About this exercise
Please set down the whole listing again, precisely.

(Raw data)

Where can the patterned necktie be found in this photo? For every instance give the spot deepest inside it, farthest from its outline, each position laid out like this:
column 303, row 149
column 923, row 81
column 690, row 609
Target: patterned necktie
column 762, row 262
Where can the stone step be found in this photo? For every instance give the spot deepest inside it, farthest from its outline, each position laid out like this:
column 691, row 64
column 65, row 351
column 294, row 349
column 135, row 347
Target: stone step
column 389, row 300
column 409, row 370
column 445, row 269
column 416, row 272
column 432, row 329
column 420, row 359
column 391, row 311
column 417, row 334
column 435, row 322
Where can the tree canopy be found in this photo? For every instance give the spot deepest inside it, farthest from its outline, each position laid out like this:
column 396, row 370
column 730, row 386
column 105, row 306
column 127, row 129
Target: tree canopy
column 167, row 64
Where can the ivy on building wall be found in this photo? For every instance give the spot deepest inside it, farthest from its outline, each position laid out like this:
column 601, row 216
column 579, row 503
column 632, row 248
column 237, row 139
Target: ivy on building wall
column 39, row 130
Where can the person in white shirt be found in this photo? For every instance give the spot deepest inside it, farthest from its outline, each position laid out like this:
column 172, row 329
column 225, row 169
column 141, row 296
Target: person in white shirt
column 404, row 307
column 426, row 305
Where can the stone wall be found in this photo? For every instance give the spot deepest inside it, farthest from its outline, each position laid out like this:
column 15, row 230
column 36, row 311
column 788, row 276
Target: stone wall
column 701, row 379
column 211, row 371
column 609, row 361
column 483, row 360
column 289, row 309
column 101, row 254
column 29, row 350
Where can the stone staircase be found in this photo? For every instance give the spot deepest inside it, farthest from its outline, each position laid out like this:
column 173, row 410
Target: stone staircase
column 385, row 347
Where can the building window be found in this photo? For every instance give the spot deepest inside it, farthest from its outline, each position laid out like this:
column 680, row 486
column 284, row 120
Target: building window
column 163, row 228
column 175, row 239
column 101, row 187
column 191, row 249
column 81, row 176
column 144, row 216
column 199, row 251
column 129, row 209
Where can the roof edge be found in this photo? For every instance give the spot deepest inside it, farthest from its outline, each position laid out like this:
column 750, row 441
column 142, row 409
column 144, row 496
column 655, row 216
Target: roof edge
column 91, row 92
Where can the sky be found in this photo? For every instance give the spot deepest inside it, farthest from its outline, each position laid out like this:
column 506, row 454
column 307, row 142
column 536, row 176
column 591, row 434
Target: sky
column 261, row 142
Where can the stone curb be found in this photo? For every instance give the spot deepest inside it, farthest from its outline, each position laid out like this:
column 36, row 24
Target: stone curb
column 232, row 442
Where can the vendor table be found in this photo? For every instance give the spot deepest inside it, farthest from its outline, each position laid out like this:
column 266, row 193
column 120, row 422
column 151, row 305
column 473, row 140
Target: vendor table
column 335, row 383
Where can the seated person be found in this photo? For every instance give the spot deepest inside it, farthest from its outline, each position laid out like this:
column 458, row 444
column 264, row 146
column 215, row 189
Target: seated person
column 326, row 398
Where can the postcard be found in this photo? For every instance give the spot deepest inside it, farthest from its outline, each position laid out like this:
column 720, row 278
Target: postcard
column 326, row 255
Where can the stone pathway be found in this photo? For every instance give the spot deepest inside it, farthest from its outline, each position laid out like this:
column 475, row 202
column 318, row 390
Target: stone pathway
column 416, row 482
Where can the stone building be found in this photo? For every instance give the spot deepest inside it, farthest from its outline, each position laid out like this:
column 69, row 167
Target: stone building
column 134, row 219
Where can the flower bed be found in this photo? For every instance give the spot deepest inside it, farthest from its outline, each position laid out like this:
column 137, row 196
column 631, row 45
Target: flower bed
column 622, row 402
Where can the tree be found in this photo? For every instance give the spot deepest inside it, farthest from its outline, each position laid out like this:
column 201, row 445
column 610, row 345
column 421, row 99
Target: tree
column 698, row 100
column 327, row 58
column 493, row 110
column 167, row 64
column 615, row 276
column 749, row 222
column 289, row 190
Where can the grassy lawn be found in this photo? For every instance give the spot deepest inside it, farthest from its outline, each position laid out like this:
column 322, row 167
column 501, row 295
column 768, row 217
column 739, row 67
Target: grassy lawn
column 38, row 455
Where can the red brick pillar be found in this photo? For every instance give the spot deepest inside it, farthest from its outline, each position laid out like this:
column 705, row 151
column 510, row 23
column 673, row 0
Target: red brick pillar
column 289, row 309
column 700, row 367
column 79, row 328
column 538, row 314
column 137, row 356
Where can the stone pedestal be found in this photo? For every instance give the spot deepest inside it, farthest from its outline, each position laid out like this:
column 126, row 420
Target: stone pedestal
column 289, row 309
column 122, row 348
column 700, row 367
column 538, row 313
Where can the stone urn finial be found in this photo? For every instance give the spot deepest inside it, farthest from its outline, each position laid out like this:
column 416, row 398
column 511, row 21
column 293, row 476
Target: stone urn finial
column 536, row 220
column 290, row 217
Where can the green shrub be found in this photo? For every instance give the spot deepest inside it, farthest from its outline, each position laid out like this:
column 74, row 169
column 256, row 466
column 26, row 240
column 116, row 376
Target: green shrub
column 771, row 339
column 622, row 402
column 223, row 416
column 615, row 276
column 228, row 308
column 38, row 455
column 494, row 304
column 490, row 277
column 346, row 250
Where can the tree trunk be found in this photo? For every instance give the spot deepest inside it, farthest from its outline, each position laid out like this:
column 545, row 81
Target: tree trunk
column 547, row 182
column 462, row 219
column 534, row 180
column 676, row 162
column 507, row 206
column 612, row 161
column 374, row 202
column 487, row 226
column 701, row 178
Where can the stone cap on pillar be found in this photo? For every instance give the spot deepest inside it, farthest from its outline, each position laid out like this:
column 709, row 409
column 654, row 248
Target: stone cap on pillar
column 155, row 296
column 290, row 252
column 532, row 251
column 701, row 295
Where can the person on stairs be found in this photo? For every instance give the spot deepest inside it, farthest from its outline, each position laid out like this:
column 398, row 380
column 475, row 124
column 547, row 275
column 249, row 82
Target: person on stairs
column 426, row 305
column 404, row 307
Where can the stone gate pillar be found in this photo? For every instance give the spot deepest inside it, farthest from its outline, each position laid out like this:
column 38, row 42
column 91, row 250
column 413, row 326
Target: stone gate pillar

(End Raw data)

Your response
Where can the patterned necktie be found in this photo? For every instance give the spot deepest inside it, farthest from its outline, each position laid out like this:
column 303, row 149
column 923, row 81
column 690, row 609
Target: patterned necktie
column 762, row 262
Where can the stone step be found in this photo? For every instance give the spot deepest inside it, farthest from its outline, each position laid out like this:
column 691, row 64
column 65, row 351
column 294, row 349
column 135, row 347
Target: stone step
column 389, row 300
column 409, row 370
column 445, row 269
column 416, row 272
column 432, row 329
column 420, row 359
column 391, row 311
column 417, row 334
column 435, row 322
Where can the tree canopy be found in this photo? For every instance give the spot deepest inside it, farthest from its outline, each position laid out like this:
column 396, row 370
column 730, row 386
column 105, row 306
column 127, row 129
Target: tree canopy
column 167, row 64
Where can the ivy on building wall be found in this photo? For every instance give the spot deepest inside it, farthest from its outline, each position laid out like this:
column 601, row 216
column 579, row 503
column 632, row 248
column 237, row 139
Target: ivy on building wall
column 39, row 130
Where can the person in white shirt be found in this photo? For every instance give the spot deepest inside it, farthest from its outline, each position laid out like this:
column 172, row 329
column 225, row 169
column 141, row 296
Target: person in white shirt
column 404, row 307
column 426, row 305
Where can the stone wall be found in this photo? For every instance give the spot deepest inside it, farthest from its outline, each position laid out like this:
column 15, row 230
column 36, row 311
column 788, row 276
Target: stone wall
column 701, row 379
column 211, row 371
column 609, row 361
column 483, row 360
column 289, row 309
column 101, row 254
column 29, row 350
Where can the stone staircase be found in this photo? For every instance give the spot deepest inside it, farthest from its outline, each position laid out like this:
column 173, row 410
Target: stone staircase
column 385, row 347
Where can the building window be found in this photo? For every instance give the spot deepest inside it, farthest from its outline, each position laid out like this:
column 680, row 486
column 284, row 120
Target: building window
column 163, row 228
column 175, row 239
column 101, row 187
column 191, row 249
column 81, row 176
column 144, row 216
column 199, row 251
column 129, row 209
Where can the roof edge be found in this photo? For every instance give the spot deepest inside it, farthest from its outline, each position laid out like this:
column 750, row 441
column 142, row 409
column 144, row 496
column 655, row 216
Target: roof edge
column 91, row 92
Where can the sky be found in this photo? For every instance give the spot deepest inside it, farthest from its outline, each position laid out like this:
column 506, row 454
column 307, row 142
column 536, row 176
column 591, row 434
Target: sky
column 261, row 142
Where can the stone curb be found in this photo? For every instance give the spot deepest inside it, farthest from its outline, each position laid out like this:
column 36, row 24
Target: stone curb
column 232, row 442
Where can the vendor table be found in this photo? For every instance give the spot deepest inside it, farthest from its outline, each position laid out like this:
column 266, row 193
column 120, row 422
column 151, row 305
column 473, row 140
Target: vendor table
column 335, row 383
Where can the seated person be found in this photo? For every instance give the spot deepest inside it, farthest from its outline, each position laid out like this:
column 458, row 444
column 264, row 146
column 215, row 189
Target: seated person
column 326, row 398
Where can the postcard be found in this photo? For every instance give the spot deepest inside it, farthest from its outline, each position laid out like this:
column 720, row 278
Target: postcard
column 326, row 255
Where can the stone pathway be found in this photo? For every instance give the spot deepest inside it, farthest from its outline, each position laid out like this:
column 475, row 202
column 318, row 390
Target: stone pathway
column 416, row 482
Where can the stone building be found in this photo? For every instance give the spot deepest inside it, farthest from its outline, each position laid out like this:
column 69, row 167
Target: stone building
column 134, row 219
Where can the flower bed be found in this photo? For every instance give the spot deepest inside it, farthest from its outline, each position laid out like this:
column 137, row 196
column 631, row 45
Target: flower bed
column 622, row 402
Where can the tree be found in this photo? For every instance give the spot deepest inside it, farthest from its outline, each position laid out like this:
column 201, row 445
column 610, row 345
column 421, row 99
Target: tree
column 698, row 100
column 327, row 58
column 493, row 110
column 167, row 64
column 615, row 276
column 749, row 222
column 289, row 190
Where can the grassy lawn be found in this photo? For every instance give the spot deepest inside it, farthest from its outline, each position laid out like this:
column 322, row 167
column 501, row 295
column 768, row 217
column 739, row 67
Target: grassy lawn
column 38, row 455
Where can the red brick pillar be found in this photo? For every instance give the spot deepest inside it, farthest from its outline, each position laid out like this:
column 705, row 151
column 510, row 23
column 673, row 0
Target: red brick pillar
column 289, row 309
column 700, row 367
column 79, row 328
column 538, row 314
column 137, row 356
Where can the stone pedestal be found in this photo? For every instance give the spot deepest inside it, farthest from its outline, each position laid out like this:
column 126, row 420
Target: stone pedestal
column 289, row 309
column 122, row 348
column 700, row 367
column 538, row 313
Where can the stone urn finial be found in this photo? For every instance give the spot deepest inside it, farthest from its outline, each position laid out like this:
column 416, row 398
column 511, row 21
column 293, row 476
Target: stone urn finial
column 536, row 220
column 290, row 217
Where can the green shrub be found in this photo? For every instance give the spot deepest inside it, farthest from its outline, each position laid out like this:
column 74, row 169
column 256, row 466
column 26, row 240
column 116, row 376
Target: green shrub
column 771, row 339
column 622, row 402
column 223, row 416
column 615, row 276
column 228, row 308
column 38, row 455
column 494, row 304
column 490, row 277
column 346, row 250
Where can the tree trunk be found in this photo? For every instance give the spot deepest inside it, farthest from its outline, each position laid out like this:
column 545, row 81
Target: tree trunk
column 547, row 182
column 462, row 219
column 534, row 180
column 676, row 162
column 507, row 206
column 612, row 161
column 374, row 202
column 487, row 226
column 701, row 178
Where can the stone cap on pillar be found in this photo? For every instance give the spot deepest inside it, farthest from its outline, each position laid out like this:
column 709, row 409
column 654, row 248
Target: stone cap on pillar
column 155, row 296
column 290, row 252
column 532, row 251
column 701, row 295
Where can the person on stairs be found in this photo? For every instance give the spot deepest inside it, farthest from its outline, each position laid out like this:
column 398, row 380
column 475, row 124
column 547, row 275
column 249, row 82
Target: person on stairs
column 426, row 305
column 404, row 307
Where can the stone gate pillar be found in this photo? For every instance give the spot deepest inside it, farthest from its outline, each position laid out like this:
column 38, row 42
column 91, row 250
column 413, row 326
Target: stone gate pillar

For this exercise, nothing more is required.